## begin DATA FOR THE TASK
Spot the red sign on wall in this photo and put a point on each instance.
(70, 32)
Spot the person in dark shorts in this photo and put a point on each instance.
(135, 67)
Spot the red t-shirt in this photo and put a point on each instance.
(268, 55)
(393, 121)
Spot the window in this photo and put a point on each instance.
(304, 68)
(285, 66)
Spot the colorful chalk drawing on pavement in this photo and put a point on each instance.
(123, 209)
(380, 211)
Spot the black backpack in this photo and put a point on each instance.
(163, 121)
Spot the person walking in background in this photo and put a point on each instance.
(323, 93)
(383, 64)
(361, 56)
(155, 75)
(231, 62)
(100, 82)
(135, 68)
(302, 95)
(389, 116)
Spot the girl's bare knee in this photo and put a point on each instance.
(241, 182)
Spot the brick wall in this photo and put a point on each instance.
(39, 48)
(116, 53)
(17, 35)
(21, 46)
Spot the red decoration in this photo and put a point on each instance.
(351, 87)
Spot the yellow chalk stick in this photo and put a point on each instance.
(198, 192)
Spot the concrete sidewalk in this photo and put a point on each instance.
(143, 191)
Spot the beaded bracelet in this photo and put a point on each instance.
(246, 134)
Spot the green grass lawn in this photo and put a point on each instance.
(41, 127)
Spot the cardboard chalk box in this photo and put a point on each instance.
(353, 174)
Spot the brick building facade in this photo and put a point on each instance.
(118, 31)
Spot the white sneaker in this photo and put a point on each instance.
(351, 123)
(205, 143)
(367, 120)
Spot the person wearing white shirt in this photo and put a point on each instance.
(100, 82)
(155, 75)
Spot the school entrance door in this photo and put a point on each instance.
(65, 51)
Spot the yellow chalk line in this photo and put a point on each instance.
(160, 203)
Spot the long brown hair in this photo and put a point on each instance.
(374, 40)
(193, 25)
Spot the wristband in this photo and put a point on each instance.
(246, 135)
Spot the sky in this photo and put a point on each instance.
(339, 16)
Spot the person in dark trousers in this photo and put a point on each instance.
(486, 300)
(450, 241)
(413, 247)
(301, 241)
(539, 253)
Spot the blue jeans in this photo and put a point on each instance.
## end DATA FOR THE TASK
JOB: Rewrite all of the material above, replacing every "Spot" with "Find" and leaving everything else unchanged.

REPLY:
Find the red sign on wall in this photo and put a point on each instance.
(70, 32)
Find the person in dark shorts in this photo and put a point on each instance.
(135, 67)
Find the red t-shirt in this photo and put a point on each instance.
(268, 55)
(393, 121)
Find the window in this photo and put a point on each instance.
(304, 68)
(285, 66)
Find the colorful chalk drawing on pavement in this photo and put a point on each instance.
(123, 209)
(380, 211)
Find the black backpack in this photo and put a point on each instance.
(163, 121)
Find the person walking in background in this photo and put a point on each instance.
(323, 93)
(383, 64)
(361, 56)
(155, 75)
(231, 62)
(100, 82)
(135, 68)
(302, 95)
(389, 116)
Find the girl's bare knee in this photo and put a point on each instance.
(241, 182)
Find the brick wall in this photo and put a point on each instance.
(39, 48)
(116, 53)
(17, 35)
(21, 46)
Find the red decoration in this photo and put a point on each instance.
(351, 87)
Find the yellow chalk stick in this photo and put a point on each instance.
(198, 192)
Find the concrete sidewalk in this photo and put a point on each instance.
(143, 191)
Find the beaded bracelet in this photo and put a point on each instance.
(246, 134)
Find the green grass lawn in this photo and put a point on each instance.
(41, 127)
Find the cardboard chalk box in this photo and put a point on each instance.
(353, 174)
Find the brick building facade in this photo and put a point on each instance.
(118, 31)
Find the white sneaker in this photo and put a point on each instance.
(351, 123)
(205, 143)
(367, 120)
Find the person wearing white shirt in this photo and put a point on each instance.
(100, 82)
(155, 75)
Find the school entrance door in this photo and put a point on each instance.
(65, 51)
Find the yellow chalk line in this photo and put a point on each instance.
(160, 203)
Find the long brown hair in this photo and put a point on each instance.
(374, 40)
(193, 25)
Find the wristband in this photo and put a point on each instance.
(246, 135)
Find the sky in this photo and put a point on each instance.
(339, 16)
Find the person in dark trousers in this photo and put a point on each instance.
(486, 300)
(450, 241)
(413, 247)
(301, 241)
(539, 253)
Find the blue jeans in this photo and put a point on each instance.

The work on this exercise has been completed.